#### What to do:
#1 According to the passage on early radio astronomy, which single radio source had been identified as a galaxy by 1950?
#2 Extend the passage on early radio astronomy, picking up after its final sentence.

During the second world war many advances in radar technology had been made, and as soon as the war ended British and Australian scientists could use the improved technology to open new windows to the universe. What they found was staggering! Astronomers had for centuries viewed a peaceful universe where stars sail across silent skies and live out their lives in relative peace. When viewed with the new radio-observatories the universe looked rather different.
Exploding galaxies, rapidly varying radio galaxies, quasars, cosmic microwave radiation from the ``big bang'' explosion that formed the universe, flaring X-ray stars - all these and other observational discoveries taught us how violent and strange the universe can be.(Kip Thorne 1974)
By 1950 several dozen discrete radio sources had been detected, but only one (Andromeda) had been identified as a galaxy. The other sources were believed to be dark objects, some kind of radio stars within the Milky Way. If they were extragalactical these sources had to be many times stronger than Andromeda. This seemed impossible, but the consensus would soon change. In October 1951 the Cambridge astronomer F. Graham Smith managed to position the radiosource Cygnus A accurately, and in the following year Walter Baade identified it with a faint object that he interpreted as two colliding galaxies. This was a landmark discovery. Not only did Baade provide evidence that the source was extragalactical, he also suggested a mechanism whereby strong radio waves would be produced. Subsequent observations led to the discovery of many similar sources.

#### Records supplied:
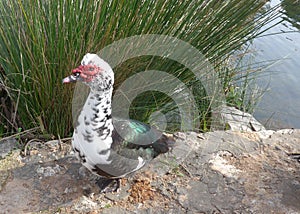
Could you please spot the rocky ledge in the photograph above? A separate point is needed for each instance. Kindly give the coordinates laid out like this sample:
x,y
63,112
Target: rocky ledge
x,y
230,171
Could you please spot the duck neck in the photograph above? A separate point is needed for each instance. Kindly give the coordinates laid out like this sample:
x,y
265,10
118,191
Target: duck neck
x,y
98,114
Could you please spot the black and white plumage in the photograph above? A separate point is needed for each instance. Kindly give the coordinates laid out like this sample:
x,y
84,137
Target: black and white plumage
x,y
107,146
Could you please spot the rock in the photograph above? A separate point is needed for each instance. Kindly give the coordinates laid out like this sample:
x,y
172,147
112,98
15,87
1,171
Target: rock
x,y
216,172
6,146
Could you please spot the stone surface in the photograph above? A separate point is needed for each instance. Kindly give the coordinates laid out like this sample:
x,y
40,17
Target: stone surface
x,y
216,172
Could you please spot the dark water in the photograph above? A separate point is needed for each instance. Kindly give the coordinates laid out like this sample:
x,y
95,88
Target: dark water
x,y
280,105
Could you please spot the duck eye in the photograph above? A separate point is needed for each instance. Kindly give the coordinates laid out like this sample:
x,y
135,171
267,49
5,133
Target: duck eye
x,y
76,74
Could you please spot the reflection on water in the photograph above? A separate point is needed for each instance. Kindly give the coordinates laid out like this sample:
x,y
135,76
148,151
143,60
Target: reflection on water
x,y
280,106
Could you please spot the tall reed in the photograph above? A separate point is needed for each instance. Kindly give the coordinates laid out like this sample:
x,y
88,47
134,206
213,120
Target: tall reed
x,y
41,41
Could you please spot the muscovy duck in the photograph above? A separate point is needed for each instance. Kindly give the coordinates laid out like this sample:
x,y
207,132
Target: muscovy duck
x,y
110,147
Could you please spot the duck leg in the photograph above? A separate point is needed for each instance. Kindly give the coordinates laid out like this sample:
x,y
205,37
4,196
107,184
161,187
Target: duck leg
x,y
107,185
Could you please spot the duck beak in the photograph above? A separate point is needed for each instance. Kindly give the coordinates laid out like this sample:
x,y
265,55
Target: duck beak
x,y
69,79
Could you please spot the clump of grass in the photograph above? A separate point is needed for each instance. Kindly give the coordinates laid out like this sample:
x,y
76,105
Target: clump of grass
x,y
40,41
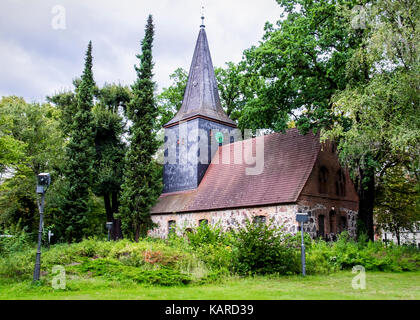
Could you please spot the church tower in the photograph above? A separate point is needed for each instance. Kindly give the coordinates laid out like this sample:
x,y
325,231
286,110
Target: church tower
x,y
188,136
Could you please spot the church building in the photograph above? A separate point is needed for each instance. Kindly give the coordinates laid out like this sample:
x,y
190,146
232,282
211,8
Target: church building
x,y
211,175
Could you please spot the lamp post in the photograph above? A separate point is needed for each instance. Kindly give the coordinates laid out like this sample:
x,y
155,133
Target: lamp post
x,y
302,218
44,180
109,226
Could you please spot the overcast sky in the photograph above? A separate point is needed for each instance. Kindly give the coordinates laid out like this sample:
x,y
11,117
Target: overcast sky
x,y
39,58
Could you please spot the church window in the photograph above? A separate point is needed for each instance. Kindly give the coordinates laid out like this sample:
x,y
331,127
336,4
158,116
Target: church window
x,y
322,179
259,220
321,228
342,224
171,226
332,221
340,183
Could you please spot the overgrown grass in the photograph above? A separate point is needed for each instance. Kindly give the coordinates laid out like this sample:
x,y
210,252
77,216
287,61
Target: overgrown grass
x,y
379,285
205,256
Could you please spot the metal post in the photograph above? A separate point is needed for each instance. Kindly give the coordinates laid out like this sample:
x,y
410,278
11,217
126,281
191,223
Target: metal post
x,y
303,251
37,270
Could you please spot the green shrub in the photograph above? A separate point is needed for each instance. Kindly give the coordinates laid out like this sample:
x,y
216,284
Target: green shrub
x,y
263,249
115,270
18,241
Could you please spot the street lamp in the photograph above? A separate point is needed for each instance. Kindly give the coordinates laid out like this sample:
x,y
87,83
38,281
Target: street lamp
x,y
109,226
302,218
43,181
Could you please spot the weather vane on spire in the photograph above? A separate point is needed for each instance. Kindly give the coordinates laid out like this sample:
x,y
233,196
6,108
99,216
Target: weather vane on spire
x,y
202,15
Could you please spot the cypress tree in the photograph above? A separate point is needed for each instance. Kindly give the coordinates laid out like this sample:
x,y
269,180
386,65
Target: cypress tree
x,y
80,153
142,182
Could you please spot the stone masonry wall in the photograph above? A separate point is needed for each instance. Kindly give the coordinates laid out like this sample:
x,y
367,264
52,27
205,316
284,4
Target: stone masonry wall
x,y
281,215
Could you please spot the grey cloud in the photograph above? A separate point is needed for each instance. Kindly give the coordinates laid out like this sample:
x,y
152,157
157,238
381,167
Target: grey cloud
x,y
36,60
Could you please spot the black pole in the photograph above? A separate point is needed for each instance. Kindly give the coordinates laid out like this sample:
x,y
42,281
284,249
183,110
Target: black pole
x,y
303,251
38,253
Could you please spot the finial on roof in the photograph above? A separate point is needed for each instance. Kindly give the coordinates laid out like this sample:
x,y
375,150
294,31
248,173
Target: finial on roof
x,y
202,17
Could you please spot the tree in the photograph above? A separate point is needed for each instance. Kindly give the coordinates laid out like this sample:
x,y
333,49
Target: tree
x,y
110,150
397,206
80,154
169,101
142,180
383,110
35,129
12,150
302,62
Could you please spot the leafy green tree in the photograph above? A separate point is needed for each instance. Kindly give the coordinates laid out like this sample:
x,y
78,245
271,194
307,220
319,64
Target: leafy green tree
x,y
383,110
11,149
36,128
397,206
80,153
142,180
169,101
302,61
110,150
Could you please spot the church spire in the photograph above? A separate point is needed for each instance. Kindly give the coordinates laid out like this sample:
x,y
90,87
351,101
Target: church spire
x,y
201,97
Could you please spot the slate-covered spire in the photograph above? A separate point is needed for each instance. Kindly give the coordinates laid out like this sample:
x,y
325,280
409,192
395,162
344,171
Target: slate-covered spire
x,y
201,97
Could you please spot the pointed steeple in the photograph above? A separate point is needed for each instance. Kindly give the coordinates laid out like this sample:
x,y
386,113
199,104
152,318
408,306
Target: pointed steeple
x,y
201,97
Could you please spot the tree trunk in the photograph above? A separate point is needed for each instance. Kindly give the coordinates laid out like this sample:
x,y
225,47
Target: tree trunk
x,y
137,236
116,226
366,192
397,233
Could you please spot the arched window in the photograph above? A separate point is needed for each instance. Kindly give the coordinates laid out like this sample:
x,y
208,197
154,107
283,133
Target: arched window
x,y
259,219
321,228
171,227
340,183
343,224
333,224
322,179
187,230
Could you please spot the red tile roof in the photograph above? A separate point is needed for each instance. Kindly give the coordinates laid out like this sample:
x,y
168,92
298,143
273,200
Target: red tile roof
x,y
288,162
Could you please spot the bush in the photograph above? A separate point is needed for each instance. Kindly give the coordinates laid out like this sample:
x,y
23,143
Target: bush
x,y
263,249
115,270
18,241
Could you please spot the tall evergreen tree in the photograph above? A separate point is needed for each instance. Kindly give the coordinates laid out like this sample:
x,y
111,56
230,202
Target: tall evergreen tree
x,y
142,181
80,153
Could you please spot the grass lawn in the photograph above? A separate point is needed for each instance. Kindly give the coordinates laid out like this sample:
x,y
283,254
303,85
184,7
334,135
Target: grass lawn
x,y
379,285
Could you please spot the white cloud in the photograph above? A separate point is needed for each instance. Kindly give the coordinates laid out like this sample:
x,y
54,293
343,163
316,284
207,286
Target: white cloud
x,y
36,60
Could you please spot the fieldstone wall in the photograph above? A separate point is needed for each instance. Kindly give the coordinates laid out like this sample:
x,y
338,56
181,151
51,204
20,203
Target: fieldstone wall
x,y
281,215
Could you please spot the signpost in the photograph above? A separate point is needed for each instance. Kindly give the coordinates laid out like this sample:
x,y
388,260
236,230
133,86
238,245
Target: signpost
x,y
44,180
302,218
109,226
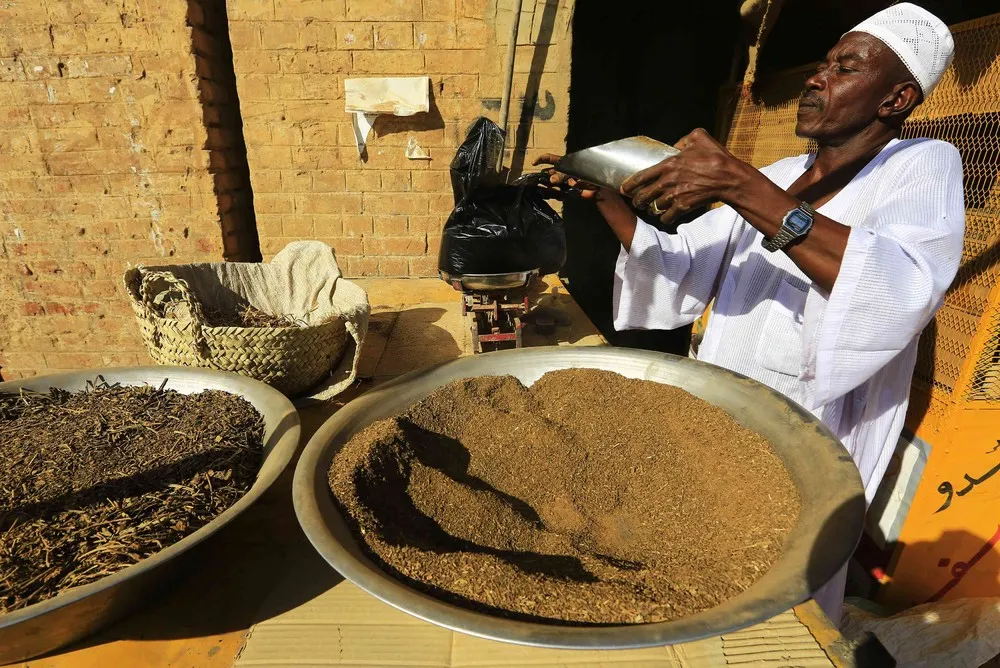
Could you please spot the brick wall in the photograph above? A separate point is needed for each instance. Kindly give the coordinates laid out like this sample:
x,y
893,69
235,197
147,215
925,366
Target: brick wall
x,y
104,160
124,142
383,216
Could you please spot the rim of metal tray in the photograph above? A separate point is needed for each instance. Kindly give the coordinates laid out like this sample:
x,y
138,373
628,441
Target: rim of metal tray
x,y
279,449
829,526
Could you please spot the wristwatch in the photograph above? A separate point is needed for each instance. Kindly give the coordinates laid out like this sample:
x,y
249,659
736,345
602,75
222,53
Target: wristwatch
x,y
795,225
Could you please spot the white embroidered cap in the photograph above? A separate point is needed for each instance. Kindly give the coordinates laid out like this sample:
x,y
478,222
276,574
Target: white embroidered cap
x,y
920,39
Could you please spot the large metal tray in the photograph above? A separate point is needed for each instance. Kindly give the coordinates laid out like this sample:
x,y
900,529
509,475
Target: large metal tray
x,y
80,611
827,531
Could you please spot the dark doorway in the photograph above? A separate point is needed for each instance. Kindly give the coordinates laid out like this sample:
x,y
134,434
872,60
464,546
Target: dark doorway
x,y
640,67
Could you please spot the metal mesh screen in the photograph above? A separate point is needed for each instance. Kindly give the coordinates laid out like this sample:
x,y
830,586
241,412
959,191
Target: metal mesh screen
x,y
963,110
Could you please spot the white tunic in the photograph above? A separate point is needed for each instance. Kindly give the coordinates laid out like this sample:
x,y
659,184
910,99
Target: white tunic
x,y
847,356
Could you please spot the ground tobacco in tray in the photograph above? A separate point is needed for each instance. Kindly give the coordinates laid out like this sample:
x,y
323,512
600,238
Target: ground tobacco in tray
x,y
587,498
96,481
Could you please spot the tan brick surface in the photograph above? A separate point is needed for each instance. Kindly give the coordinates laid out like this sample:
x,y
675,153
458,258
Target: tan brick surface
x,y
103,164
115,148
383,216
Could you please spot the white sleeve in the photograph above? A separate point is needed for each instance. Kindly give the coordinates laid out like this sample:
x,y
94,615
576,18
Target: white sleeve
x,y
665,281
897,266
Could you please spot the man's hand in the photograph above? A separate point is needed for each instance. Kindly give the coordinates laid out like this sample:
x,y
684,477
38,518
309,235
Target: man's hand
x,y
702,173
612,205
560,184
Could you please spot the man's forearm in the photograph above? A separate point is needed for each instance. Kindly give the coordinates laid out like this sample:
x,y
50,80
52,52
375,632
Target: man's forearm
x,y
763,204
620,218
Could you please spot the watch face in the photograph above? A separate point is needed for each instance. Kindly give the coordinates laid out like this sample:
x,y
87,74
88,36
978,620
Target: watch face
x,y
798,222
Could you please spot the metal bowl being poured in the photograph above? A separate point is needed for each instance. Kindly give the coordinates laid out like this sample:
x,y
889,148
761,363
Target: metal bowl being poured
x,y
609,165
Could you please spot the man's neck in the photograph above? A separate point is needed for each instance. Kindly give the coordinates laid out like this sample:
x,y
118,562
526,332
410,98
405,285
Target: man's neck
x,y
854,152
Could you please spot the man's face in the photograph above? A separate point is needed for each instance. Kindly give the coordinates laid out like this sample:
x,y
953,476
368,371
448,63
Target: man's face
x,y
844,94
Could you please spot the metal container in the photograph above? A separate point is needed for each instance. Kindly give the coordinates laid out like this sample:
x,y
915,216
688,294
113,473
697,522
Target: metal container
x,y
489,282
610,164
80,611
827,531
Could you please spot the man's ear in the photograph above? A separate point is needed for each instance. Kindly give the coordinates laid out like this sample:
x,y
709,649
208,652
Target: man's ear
x,y
901,101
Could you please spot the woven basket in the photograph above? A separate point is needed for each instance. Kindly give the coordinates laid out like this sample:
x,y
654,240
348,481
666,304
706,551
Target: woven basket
x,y
290,359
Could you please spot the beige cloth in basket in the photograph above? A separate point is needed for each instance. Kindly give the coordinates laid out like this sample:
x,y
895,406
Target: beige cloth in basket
x,y
304,281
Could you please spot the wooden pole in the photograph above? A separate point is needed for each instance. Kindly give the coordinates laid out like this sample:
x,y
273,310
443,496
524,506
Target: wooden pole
x,y
508,81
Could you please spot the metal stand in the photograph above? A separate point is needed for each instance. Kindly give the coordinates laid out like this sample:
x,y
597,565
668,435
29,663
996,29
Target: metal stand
x,y
493,319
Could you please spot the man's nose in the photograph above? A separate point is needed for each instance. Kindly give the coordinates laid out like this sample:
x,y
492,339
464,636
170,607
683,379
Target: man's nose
x,y
816,82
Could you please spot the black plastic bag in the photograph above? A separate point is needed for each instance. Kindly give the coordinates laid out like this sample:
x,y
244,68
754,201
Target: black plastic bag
x,y
503,229
477,158
497,228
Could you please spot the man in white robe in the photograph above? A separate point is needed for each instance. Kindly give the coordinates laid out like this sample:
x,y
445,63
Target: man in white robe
x,y
825,267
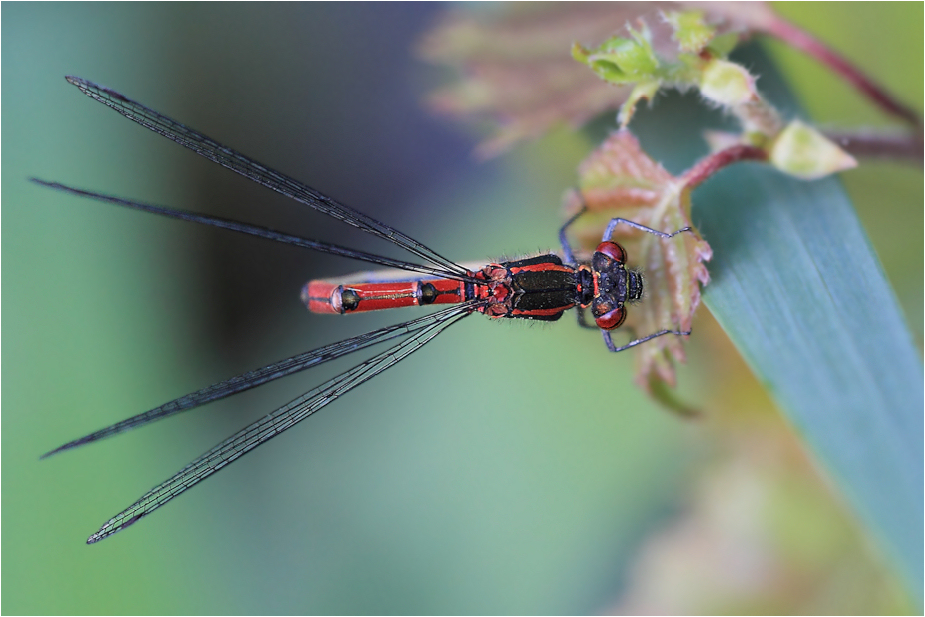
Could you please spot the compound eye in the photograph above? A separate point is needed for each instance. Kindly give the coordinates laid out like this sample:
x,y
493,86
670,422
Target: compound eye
x,y
612,250
611,319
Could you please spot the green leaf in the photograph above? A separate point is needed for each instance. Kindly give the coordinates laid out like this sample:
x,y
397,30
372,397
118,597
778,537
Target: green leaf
x,y
800,292
690,31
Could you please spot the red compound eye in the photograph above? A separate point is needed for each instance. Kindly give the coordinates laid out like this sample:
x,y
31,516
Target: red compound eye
x,y
611,319
612,250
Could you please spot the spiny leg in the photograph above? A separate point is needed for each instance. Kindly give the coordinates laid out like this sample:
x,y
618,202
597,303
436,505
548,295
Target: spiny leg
x,y
608,233
610,344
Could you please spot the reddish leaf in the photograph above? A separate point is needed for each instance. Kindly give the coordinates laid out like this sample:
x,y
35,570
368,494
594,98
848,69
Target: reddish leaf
x,y
620,180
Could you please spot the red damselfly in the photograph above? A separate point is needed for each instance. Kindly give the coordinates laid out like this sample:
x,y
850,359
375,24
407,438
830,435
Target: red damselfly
x,y
538,288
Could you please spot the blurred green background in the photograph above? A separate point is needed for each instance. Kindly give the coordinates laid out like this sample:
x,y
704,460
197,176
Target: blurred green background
x,y
506,468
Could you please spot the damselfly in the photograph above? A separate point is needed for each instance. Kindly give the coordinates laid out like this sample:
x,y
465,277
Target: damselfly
x,y
538,288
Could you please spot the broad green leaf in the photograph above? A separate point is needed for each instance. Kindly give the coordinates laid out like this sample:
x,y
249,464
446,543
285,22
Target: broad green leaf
x,y
799,290
618,179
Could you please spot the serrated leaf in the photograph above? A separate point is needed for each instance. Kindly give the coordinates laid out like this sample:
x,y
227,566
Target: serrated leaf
x,y
803,297
690,30
620,180
727,83
514,66
805,153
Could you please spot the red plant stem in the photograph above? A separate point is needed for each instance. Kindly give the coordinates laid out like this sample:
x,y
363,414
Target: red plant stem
x,y
876,144
709,165
804,41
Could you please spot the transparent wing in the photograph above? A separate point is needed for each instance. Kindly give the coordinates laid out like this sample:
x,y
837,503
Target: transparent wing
x,y
275,423
258,377
261,174
253,230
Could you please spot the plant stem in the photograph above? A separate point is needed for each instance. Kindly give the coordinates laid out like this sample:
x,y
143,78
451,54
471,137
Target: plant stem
x,y
800,39
710,164
879,144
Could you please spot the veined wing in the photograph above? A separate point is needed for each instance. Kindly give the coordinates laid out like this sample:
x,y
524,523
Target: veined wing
x,y
260,232
276,422
259,173
258,377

#### Exercise answers:
#1 Andromeda

#2
A radio image of Cygnus A shows twin radio lobes stretching 160,000 light years from the centre. Consisting of beams of electrons travelling at near the speed of light, the jets travel tens or even hundreds of thousands of light years, slam into the intergalactic medium and spread out to form radio lobes.
An outstanding example is M87, a strong radio source that has been identified with an elliptical galaxy about 50 million light years away. Matter is ejected at relativistic speed from the centre of this galaxy in two gigantic jets that extend for 2600 light years from the core. The energy radiated through the jets is equivalent to that released in something like 10 million supernova explosions! What central engine could lead to the release of such awesome power? The explanation that caught on was the idea that the AGNs are the manifestation of gigantic black holes located at the heart of distant galaxies. In a paper that appeared in Nature on March 16 1961, Hoyle and Fowler suggested that the radiated energy ought to signal the collapse of some kind of superstar.
Our present opinion is that only through the contraction of a mass of 10-100 million solar-masses to the relativity limit can the energies of the strongest sources be obtained. (Hoyle and Fowler 1961)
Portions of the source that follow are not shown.